** START OF RECORDS TO PROCESS **

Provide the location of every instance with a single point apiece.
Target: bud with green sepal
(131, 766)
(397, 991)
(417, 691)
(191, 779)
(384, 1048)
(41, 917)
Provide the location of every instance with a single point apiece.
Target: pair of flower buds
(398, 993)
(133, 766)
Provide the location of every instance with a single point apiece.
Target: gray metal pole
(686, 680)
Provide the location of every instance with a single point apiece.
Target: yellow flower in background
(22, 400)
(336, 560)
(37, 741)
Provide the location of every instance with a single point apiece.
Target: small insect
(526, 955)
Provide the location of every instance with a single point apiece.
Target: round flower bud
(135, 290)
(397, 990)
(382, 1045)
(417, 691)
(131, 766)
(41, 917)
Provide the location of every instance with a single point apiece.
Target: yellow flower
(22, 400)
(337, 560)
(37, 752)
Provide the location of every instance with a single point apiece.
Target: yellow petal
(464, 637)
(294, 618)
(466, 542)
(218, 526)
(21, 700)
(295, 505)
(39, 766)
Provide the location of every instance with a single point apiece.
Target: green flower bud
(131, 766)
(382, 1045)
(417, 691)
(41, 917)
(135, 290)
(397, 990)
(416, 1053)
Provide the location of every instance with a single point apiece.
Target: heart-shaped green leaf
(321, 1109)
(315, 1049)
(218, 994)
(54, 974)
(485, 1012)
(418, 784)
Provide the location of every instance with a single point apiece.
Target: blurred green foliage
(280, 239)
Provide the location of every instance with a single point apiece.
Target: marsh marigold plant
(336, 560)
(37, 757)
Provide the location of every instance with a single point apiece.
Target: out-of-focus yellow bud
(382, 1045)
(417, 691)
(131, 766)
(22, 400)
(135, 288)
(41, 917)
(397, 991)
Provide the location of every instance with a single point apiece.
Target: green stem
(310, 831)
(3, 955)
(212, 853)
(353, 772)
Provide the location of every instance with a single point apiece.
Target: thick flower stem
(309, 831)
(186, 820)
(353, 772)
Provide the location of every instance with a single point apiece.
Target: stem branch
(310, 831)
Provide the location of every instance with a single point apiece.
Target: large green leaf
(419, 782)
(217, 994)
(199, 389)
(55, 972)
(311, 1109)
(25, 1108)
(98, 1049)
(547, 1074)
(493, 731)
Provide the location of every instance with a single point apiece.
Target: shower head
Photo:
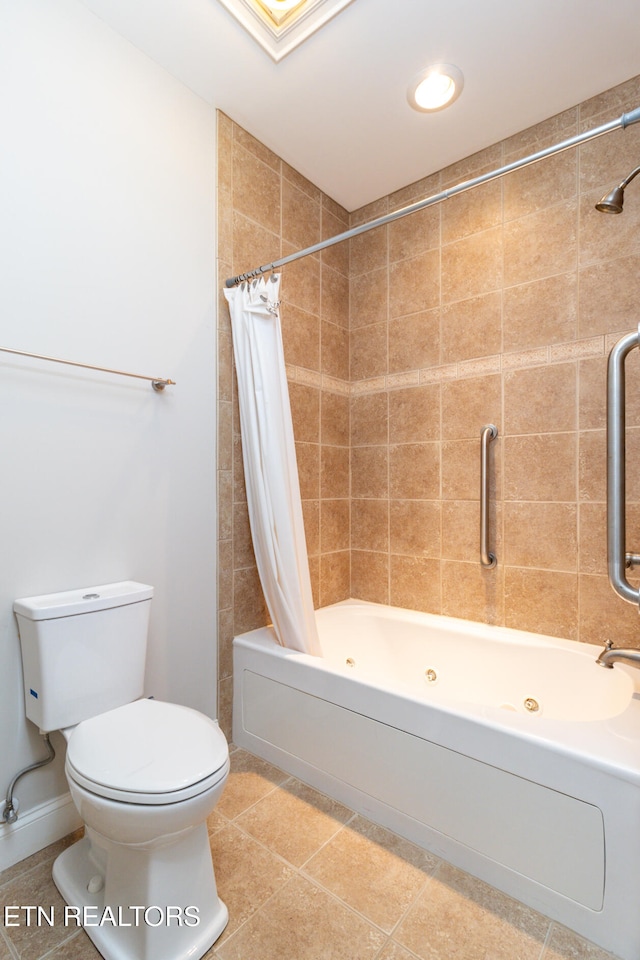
(612, 202)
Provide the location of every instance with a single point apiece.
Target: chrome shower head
(612, 202)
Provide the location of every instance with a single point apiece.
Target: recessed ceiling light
(436, 87)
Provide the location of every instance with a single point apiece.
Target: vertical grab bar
(617, 558)
(487, 434)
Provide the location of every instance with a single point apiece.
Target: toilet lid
(146, 750)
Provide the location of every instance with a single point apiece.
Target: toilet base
(153, 904)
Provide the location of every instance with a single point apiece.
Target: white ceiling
(335, 108)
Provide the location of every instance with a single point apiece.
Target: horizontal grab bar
(158, 383)
(487, 434)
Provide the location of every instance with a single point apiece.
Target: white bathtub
(512, 755)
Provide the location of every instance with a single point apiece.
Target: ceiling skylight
(281, 25)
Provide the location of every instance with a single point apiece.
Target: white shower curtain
(271, 471)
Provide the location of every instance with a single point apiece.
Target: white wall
(107, 256)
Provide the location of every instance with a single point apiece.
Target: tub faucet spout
(611, 654)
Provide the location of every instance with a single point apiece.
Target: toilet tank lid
(50, 606)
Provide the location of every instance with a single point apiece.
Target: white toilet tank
(83, 651)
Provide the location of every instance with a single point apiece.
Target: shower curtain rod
(623, 121)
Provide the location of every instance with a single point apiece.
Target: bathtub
(509, 754)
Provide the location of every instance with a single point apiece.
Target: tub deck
(540, 805)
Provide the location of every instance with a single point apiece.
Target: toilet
(143, 774)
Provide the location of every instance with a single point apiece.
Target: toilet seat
(148, 752)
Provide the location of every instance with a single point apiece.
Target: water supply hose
(10, 813)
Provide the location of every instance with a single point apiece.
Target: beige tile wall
(498, 306)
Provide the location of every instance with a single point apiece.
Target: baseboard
(36, 829)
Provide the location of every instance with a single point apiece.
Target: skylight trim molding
(278, 41)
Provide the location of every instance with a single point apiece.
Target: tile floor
(305, 878)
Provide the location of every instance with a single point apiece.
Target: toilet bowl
(144, 775)
(144, 778)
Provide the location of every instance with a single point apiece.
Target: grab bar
(617, 558)
(487, 434)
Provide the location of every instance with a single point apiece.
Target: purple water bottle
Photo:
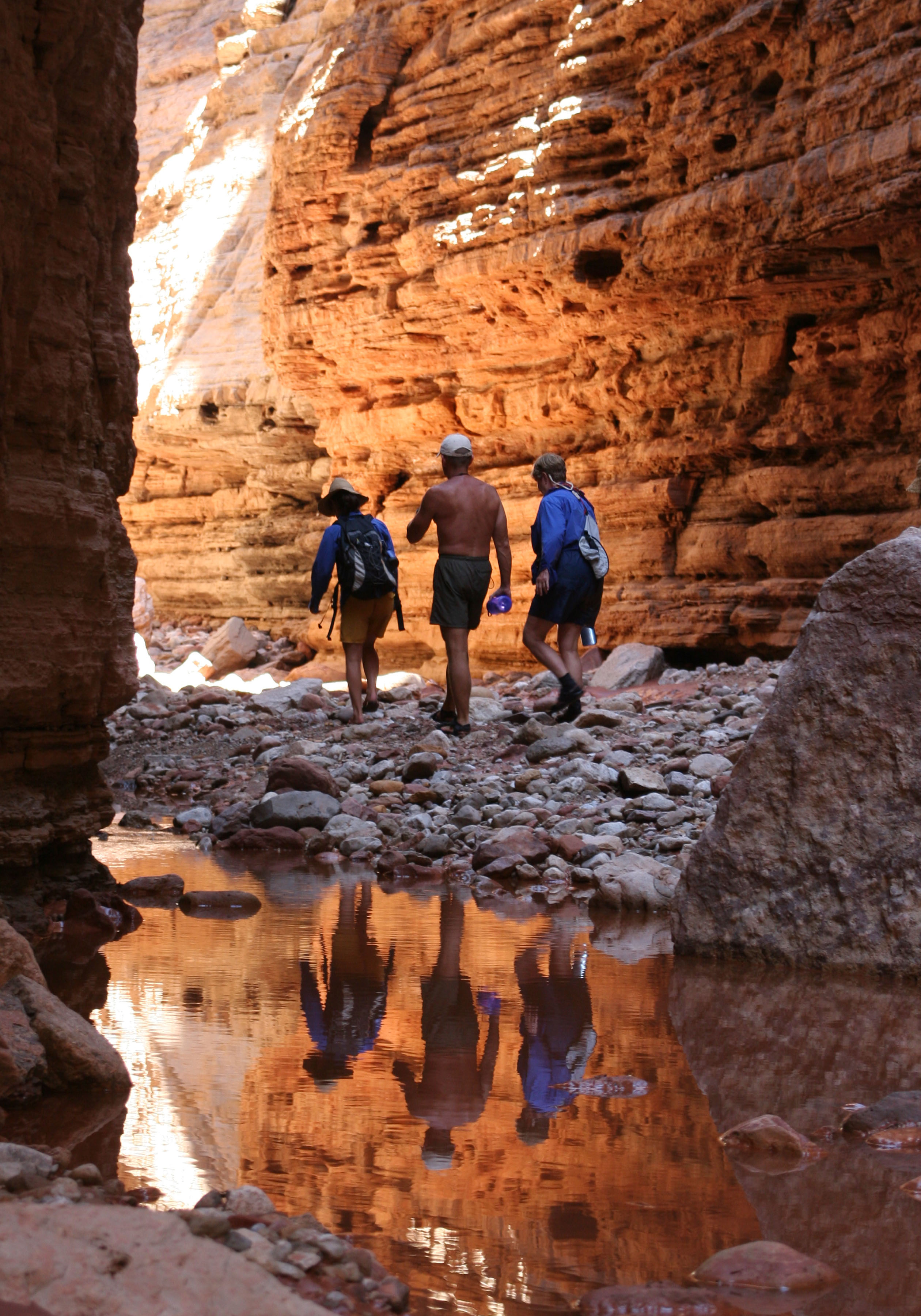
(498, 605)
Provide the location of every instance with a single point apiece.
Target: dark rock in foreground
(812, 856)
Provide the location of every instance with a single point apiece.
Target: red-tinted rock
(651, 1301)
(300, 774)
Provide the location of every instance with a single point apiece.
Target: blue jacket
(326, 559)
(561, 519)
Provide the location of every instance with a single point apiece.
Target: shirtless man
(469, 515)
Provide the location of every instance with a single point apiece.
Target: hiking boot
(569, 694)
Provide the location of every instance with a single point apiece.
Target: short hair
(552, 465)
(460, 462)
(345, 502)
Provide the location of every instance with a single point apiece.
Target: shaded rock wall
(221, 508)
(677, 244)
(68, 377)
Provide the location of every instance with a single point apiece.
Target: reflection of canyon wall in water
(677, 243)
(620, 1190)
(800, 1047)
(68, 375)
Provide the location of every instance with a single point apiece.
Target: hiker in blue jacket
(368, 603)
(568, 594)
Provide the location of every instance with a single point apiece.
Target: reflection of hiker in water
(557, 1033)
(453, 1089)
(356, 981)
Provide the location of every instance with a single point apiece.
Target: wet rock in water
(905, 1139)
(421, 767)
(264, 839)
(651, 1301)
(636, 882)
(520, 842)
(249, 1201)
(640, 781)
(76, 1052)
(136, 820)
(894, 1111)
(812, 855)
(18, 957)
(629, 665)
(165, 886)
(99, 918)
(770, 1139)
(193, 820)
(772, 1267)
(295, 773)
(631, 938)
(294, 810)
(217, 905)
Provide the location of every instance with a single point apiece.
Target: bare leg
(372, 665)
(536, 640)
(355, 680)
(458, 669)
(568, 640)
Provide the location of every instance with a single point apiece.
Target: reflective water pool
(405, 1066)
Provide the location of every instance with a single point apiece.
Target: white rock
(629, 665)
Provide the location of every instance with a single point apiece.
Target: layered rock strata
(68, 375)
(812, 855)
(678, 245)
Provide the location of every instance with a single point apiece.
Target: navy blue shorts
(576, 597)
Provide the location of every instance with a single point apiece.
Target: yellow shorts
(365, 619)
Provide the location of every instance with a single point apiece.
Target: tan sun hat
(456, 445)
(339, 486)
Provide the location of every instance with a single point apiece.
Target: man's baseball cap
(456, 445)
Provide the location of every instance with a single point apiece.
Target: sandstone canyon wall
(68, 378)
(677, 244)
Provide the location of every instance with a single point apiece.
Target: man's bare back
(467, 515)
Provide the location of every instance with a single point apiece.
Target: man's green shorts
(458, 591)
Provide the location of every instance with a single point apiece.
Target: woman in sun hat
(568, 594)
(362, 552)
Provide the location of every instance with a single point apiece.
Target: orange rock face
(68, 373)
(677, 244)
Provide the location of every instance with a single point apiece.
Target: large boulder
(230, 649)
(18, 957)
(812, 856)
(629, 665)
(295, 810)
(295, 773)
(74, 1051)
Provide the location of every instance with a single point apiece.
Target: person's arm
(421, 522)
(503, 551)
(323, 565)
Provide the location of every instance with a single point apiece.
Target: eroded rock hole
(598, 266)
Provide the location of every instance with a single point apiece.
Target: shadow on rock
(800, 1045)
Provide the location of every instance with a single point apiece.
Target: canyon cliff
(68, 387)
(677, 245)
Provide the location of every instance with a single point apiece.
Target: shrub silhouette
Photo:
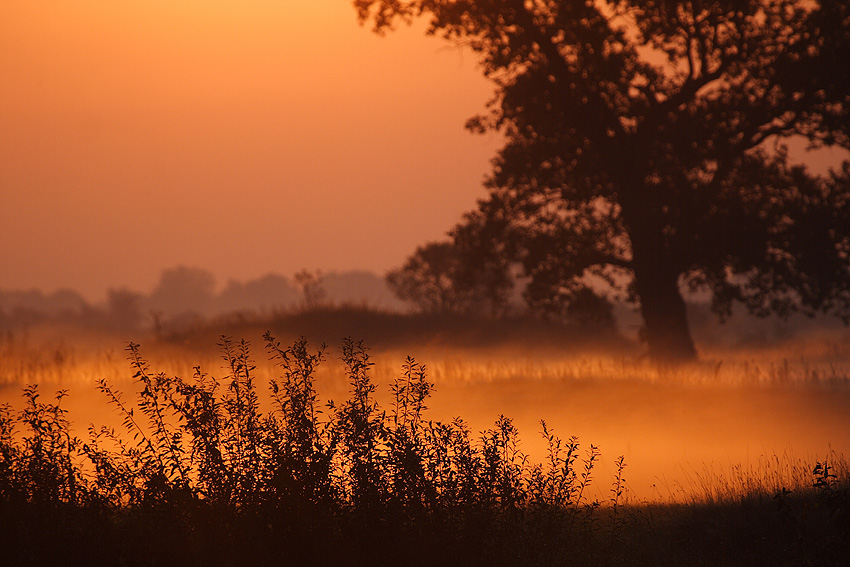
(201, 474)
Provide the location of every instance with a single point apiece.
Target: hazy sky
(243, 137)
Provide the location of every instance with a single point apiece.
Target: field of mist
(766, 401)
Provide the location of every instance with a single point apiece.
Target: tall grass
(199, 472)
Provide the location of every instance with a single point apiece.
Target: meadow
(229, 449)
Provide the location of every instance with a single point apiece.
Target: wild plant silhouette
(199, 472)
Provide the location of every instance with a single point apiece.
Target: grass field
(723, 460)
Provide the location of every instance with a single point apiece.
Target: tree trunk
(664, 314)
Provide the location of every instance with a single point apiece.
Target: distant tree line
(184, 295)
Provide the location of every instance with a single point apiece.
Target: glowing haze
(242, 137)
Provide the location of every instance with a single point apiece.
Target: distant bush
(201, 475)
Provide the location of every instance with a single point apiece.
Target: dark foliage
(645, 145)
(201, 475)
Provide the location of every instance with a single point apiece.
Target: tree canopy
(647, 138)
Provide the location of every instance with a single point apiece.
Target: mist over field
(766, 396)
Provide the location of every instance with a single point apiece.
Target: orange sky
(243, 137)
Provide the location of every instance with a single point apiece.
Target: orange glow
(241, 137)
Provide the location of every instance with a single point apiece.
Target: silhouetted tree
(311, 284)
(183, 290)
(645, 138)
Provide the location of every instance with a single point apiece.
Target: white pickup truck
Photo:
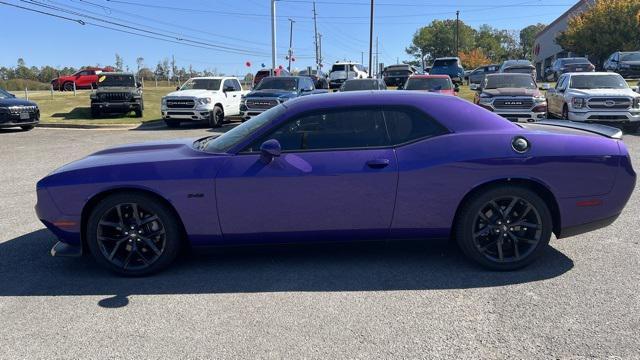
(595, 97)
(210, 99)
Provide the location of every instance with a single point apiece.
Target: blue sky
(240, 30)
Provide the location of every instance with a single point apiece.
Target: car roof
(434, 76)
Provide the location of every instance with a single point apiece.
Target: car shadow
(27, 269)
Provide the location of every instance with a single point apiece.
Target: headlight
(578, 103)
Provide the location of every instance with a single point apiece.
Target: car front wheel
(133, 234)
(504, 228)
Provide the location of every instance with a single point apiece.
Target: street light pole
(371, 40)
(273, 37)
(290, 43)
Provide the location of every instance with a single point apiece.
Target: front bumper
(605, 116)
(13, 120)
(116, 107)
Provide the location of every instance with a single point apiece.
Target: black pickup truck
(275, 90)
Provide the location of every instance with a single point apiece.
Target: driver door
(336, 177)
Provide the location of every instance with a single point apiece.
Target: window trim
(382, 108)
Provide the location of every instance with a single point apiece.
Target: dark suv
(626, 64)
(16, 112)
(565, 65)
(117, 93)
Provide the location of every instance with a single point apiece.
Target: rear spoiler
(604, 130)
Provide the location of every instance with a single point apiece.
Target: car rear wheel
(504, 228)
(133, 234)
(216, 117)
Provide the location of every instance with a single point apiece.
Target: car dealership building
(545, 48)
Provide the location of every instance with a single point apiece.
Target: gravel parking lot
(408, 300)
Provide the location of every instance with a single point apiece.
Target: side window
(407, 124)
(330, 129)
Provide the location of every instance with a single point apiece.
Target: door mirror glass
(269, 150)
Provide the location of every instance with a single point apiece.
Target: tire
(216, 117)
(130, 245)
(506, 246)
(171, 123)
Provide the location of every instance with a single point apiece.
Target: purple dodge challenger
(361, 165)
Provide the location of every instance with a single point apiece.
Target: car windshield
(509, 81)
(428, 84)
(354, 85)
(278, 84)
(5, 95)
(202, 84)
(445, 63)
(398, 72)
(612, 81)
(630, 56)
(126, 80)
(574, 61)
(226, 141)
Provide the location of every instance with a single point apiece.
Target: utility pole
(290, 43)
(457, 31)
(371, 39)
(315, 34)
(319, 52)
(273, 37)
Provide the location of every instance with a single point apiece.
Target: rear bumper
(521, 116)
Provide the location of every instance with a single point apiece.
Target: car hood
(195, 93)
(335, 75)
(603, 92)
(16, 102)
(512, 92)
(110, 89)
(155, 151)
(271, 93)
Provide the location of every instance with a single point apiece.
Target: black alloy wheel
(133, 234)
(504, 228)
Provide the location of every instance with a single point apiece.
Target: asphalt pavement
(367, 300)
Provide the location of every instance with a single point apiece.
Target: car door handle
(378, 163)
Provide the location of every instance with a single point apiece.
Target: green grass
(64, 107)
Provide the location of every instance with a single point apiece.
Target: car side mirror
(270, 149)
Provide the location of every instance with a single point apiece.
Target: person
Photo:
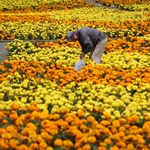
(91, 40)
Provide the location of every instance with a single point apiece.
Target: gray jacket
(88, 38)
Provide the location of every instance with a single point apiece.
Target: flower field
(45, 104)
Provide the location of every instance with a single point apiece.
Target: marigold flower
(58, 142)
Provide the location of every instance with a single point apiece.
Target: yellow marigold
(116, 123)
(91, 139)
(49, 148)
(58, 142)
(43, 145)
(86, 147)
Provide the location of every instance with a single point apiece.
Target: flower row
(33, 129)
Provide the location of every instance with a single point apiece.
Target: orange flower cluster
(32, 129)
(46, 7)
(119, 2)
(63, 76)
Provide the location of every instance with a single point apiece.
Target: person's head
(71, 36)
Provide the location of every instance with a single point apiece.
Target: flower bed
(45, 104)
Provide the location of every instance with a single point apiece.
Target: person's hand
(81, 55)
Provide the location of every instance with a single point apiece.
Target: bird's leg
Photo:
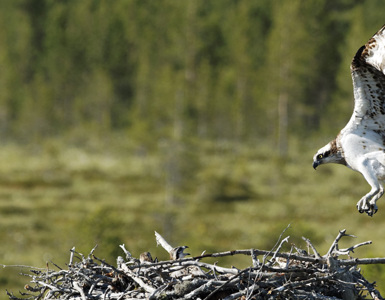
(368, 202)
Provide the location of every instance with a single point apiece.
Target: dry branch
(285, 275)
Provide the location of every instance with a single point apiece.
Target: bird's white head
(328, 154)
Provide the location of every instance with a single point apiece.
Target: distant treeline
(230, 69)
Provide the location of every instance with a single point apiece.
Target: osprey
(360, 145)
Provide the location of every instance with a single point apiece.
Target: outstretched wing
(368, 73)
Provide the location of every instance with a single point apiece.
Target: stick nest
(271, 275)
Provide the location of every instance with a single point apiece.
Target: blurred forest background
(197, 119)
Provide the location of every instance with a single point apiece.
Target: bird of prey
(360, 145)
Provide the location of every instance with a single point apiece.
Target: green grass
(210, 197)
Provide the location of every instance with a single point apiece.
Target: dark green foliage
(233, 70)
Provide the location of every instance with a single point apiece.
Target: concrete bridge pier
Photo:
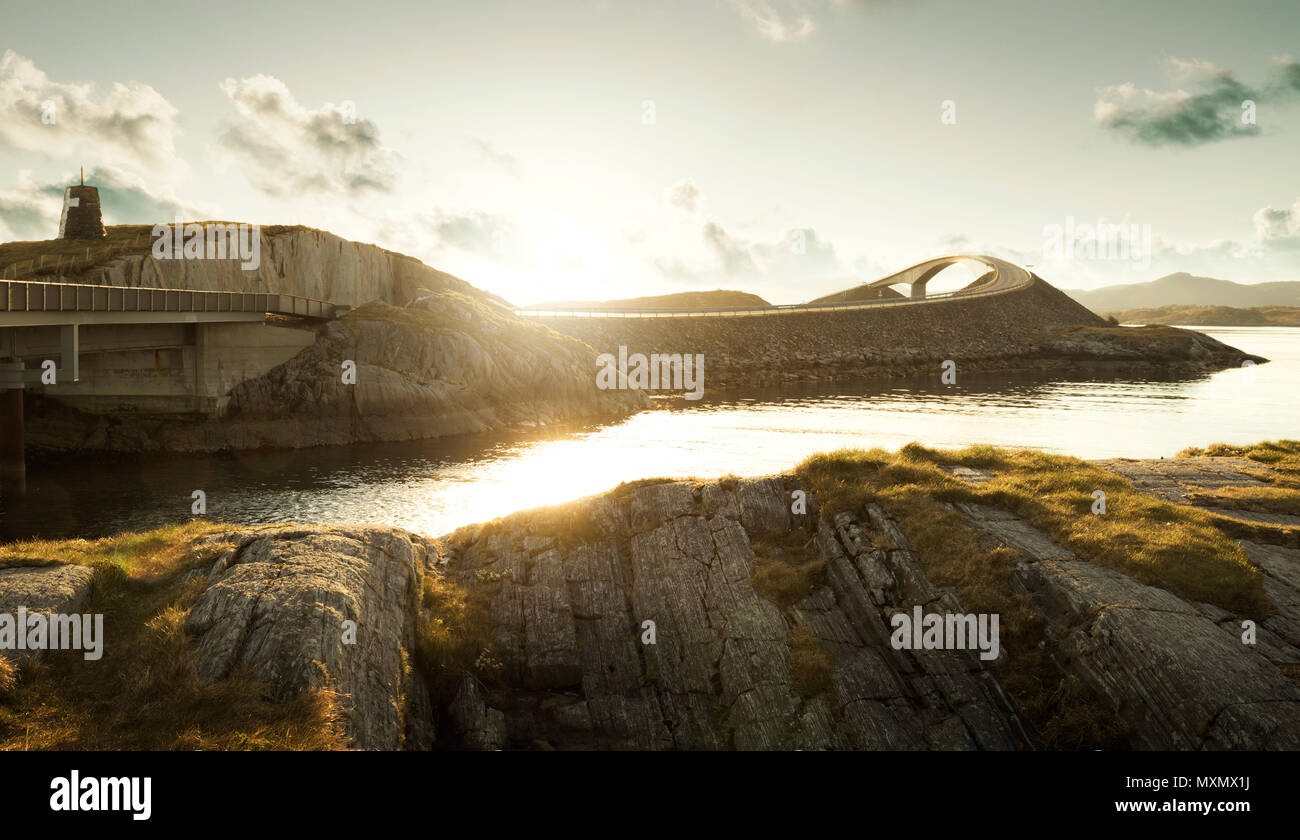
(13, 466)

** END OF RECORDS TO PROCESS **

- **YOUR TASK**:
Pull out each line of the listing above that contains the word "rear", and copy those lines with nothing else.

- **COMPLETED EXERCISE**:
Target: rear spoiler
Target: car rear wheel
Target: rear bumper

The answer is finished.